> _What to work on_: Each entry should be copied as it stands, leaving the pictures behind.

> _Source data_:
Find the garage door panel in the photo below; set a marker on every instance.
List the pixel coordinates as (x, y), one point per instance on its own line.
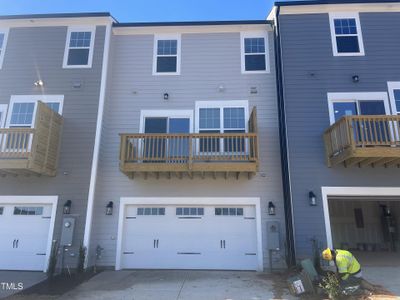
(24, 236)
(189, 241)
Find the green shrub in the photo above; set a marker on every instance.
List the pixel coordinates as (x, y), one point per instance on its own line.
(331, 285)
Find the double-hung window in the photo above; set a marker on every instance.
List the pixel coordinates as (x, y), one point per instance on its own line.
(167, 54)
(394, 93)
(228, 117)
(254, 48)
(79, 47)
(3, 43)
(346, 34)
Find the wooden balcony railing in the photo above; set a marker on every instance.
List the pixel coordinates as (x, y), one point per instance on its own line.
(189, 153)
(32, 150)
(363, 140)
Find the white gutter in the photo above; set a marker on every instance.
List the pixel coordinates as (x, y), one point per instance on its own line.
(96, 150)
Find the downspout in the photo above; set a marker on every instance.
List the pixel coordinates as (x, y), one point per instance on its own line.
(287, 193)
(97, 140)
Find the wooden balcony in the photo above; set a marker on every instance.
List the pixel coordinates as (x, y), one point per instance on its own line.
(194, 153)
(25, 151)
(364, 141)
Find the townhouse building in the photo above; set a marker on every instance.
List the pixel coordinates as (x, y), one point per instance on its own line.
(51, 74)
(189, 174)
(339, 81)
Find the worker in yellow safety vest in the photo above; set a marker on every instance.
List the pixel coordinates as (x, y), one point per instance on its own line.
(347, 265)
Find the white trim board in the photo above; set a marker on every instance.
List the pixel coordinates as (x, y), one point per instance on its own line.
(53, 200)
(167, 113)
(350, 191)
(71, 29)
(150, 30)
(255, 201)
(97, 143)
(346, 15)
(350, 7)
(3, 110)
(393, 85)
(254, 34)
(352, 97)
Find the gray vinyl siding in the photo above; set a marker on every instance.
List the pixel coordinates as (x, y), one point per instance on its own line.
(37, 52)
(208, 60)
(310, 72)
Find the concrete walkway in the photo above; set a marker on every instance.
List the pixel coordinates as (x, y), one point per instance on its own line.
(190, 285)
(11, 282)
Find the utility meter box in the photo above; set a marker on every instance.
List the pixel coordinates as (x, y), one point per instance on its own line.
(273, 235)
(67, 231)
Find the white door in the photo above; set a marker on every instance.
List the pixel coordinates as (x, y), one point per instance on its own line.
(189, 237)
(24, 236)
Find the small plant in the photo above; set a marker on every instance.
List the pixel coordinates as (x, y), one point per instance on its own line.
(53, 259)
(81, 258)
(331, 285)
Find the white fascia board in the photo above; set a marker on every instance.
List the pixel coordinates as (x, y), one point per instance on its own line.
(191, 29)
(350, 7)
(48, 22)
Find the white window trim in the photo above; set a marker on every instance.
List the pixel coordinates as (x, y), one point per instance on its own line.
(254, 34)
(53, 200)
(350, 191)
(176, 37)
(33, 99)
(353, 97)
(71, 29)
(221, 105)
(191, 201)
(393, 85)
(3, 110)
(3, 49)
(179, 113)
(346, 15)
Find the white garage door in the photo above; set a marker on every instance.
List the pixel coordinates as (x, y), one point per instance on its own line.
(189, 237)
(24, 236)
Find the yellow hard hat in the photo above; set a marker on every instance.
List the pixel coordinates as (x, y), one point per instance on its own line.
(327, 254)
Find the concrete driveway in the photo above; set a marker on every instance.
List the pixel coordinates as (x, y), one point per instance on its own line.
(12, 282)
(168, 285)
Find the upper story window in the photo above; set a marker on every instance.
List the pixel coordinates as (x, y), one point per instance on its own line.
(394, 93)
(346, 34)
(167, 52)
(79, 47)
(22, 109)
(254, 48)
(3, 43)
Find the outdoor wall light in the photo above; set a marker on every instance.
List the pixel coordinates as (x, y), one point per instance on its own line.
(39, 83)
(271, 208)
(312, 198)
(67, 207)
(109, 208)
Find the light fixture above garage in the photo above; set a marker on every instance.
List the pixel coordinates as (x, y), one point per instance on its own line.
(67, 207)
(109, 208)
(271, 208)
(38, 83)
(312, 198)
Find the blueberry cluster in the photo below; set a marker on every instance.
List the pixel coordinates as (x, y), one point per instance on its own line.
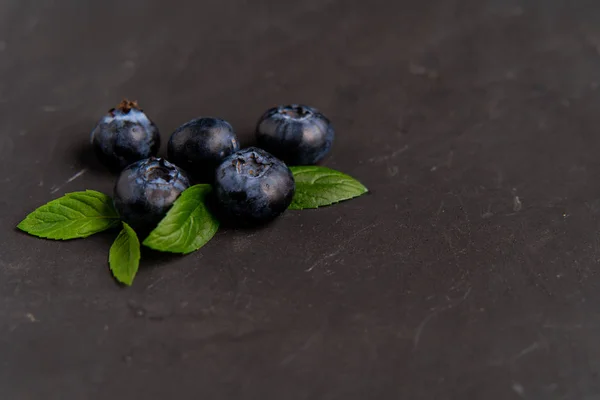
(252, 185)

> _Output_:
Find the garage door panel in the photo below; set a marker on every instance.
List the pixel coordinates as (x, y), one point per instance on its own line.
(24, 236)
(189, 241)
Find the green shrub in the photo above; set a marker on every instance.
List the pixel coordinates as (x, y), one point per instance on its own line.
(331, 285)
Find the double-hung window in the photo above; set a marker on every instance.
List the pixel coordinates as (x, y), one point per instance on its own line.
(167, 54)
(394, 93)
(228, 117)
(254, 48)
(79, 47)
(3, 43)
(346, 34)
Find the wooden balcony railing in the photo above; set a marker on every instance.
List the pixel coordinates as (x, y), one point per instance on its own line.
(189, 153)
(32, 150)
(363, 140)
Find the white gutter in the photo above; set a marker on every instance.
List the pixel coordinates as (x, y), one point per instance on its own line.
(96, 150)
Find the downspout in the photo above; set a marker on every instance.
List the pixel coordinates as (x, y), one point per instance on its own line.
(287, 193)
(97, 140)
Find the wooden balcony in the photo above; set a marker on every instance.
List the pixel coordinates as (x, y), one point per instance on its own line.
(194, 153)
(25, 151)
(364, 141)
Find the townhouse building in the photo above; set a marker on every instance.
List the pixel coordinates as (x, y), one point per instance on its own line.
(51, 74)
(189, 174)
(339, 81)
Find the worker in yellow safety vest in the photo above; set a marker on every instance.
List the pixel coordinates as (x, y), one point per instance on its own line.
(347, 265)
Find the white trim board in the photo above; set a marker on every instance.
List the pixel coordinates as (x, y), one point per instance on its own line.
(53, 200)
(167, 113)
(350, 191)
(71, 29)
(150, 30)
(255, 201)
(97, 143)
(346, 15)
(350, 7)
(3, 110)
(393, 85)
(254, 34)
(352, 97)
Find the gray vinyl siding in the photo above; set a marker on every instance.
List the pixel coordinates as (x, y), one point per instance on its own line.
(37, 52)
(208, 60)
(310, 72)
Find the concrete walkway in the photo above; set a marker on every instance.
List the pixel coordinates as (x, y), one point per instance on its own line.
(190, 285)
(11, 282)
Find the utility meter box in the photo above; set a marker on every instance.
List the pixel coordinates as (x, y), one point per instance on its own line.
(273, 235)
(67, 231)
Find the white door in the photo above; set a marker on every instance.
List the pixel coordinates as (x, y), one point per instance on its own line.
(189, 237)
(24, 236)
Find the small plant in the photo above; set a marker on every instance.
List the pixel coordinates as (x, y), one point per instance on its own line.
(53, 259)
(81, 258)
(331, 285)
Find the white fascia board in the photo above; set a marker on every instance.
List the pixel coordinates as (x, y), one point per instance on its own line.
(191, 29)
(350, 7)
(48, 22)
Find the white window trim in the photo above; set a marker on every instance.
List the pixel coordinates as (x, y), one point per instance on its own line.
(254, 34)
(53, 200)
(350, 191)
(176, 37)
(33, 99)
(353, 97)
(71, 29)
(221, 105)
(191, 201)
(393, 85)
(3, 110)
(3, 49)
(179, 113)
(346, 15)
Find the white garage door in the photo above; set a marker on every instance.
List the pixel coordinates as (x, y), one point per instance on its own line.
(189, 237)
(24, 236)
Find the yellow hard hat in the photo above; set a marker on every instance.
List the pixel coordinates as (x, y), one point per instance on its own line.
(327, 254)
Find the concrete driveway in the photo above; set a marker on every instance.
List the pixel coordinates as (x, y), one point per instance on its own line.
(12, 282)
(168, 285)
Find the upper story window in the photo above; set a marker on every instance.
List the pixel coordinates as (x, y), one point per instance on its own line.
(394, 93)
(346, 34)
(167, 52)
(79, 47)
(22, 109)
(254, 48)
(3, 43)
Find the outdoor wall light in the photo above; set a marker on every instance.
List the pixel coordinates as (x, y), one point per instance on its own line.
(39, 83)
(271, 208)
(312, 198)
(67, 207)
(109, 208)
Find the light fixture above garage in the photo above; set a marker on every instance.
List the pixel coordinates as (x, y), one point per instance on its own line.
(67, 207)
(109, 208)
(271, 208)
(38, 83)
(312, 198)
Find the blueberry cluster in the photo below; set a marker on every instance.
List the pixel coordinates as (x, y), one point per instance on its own line.
(252, 185)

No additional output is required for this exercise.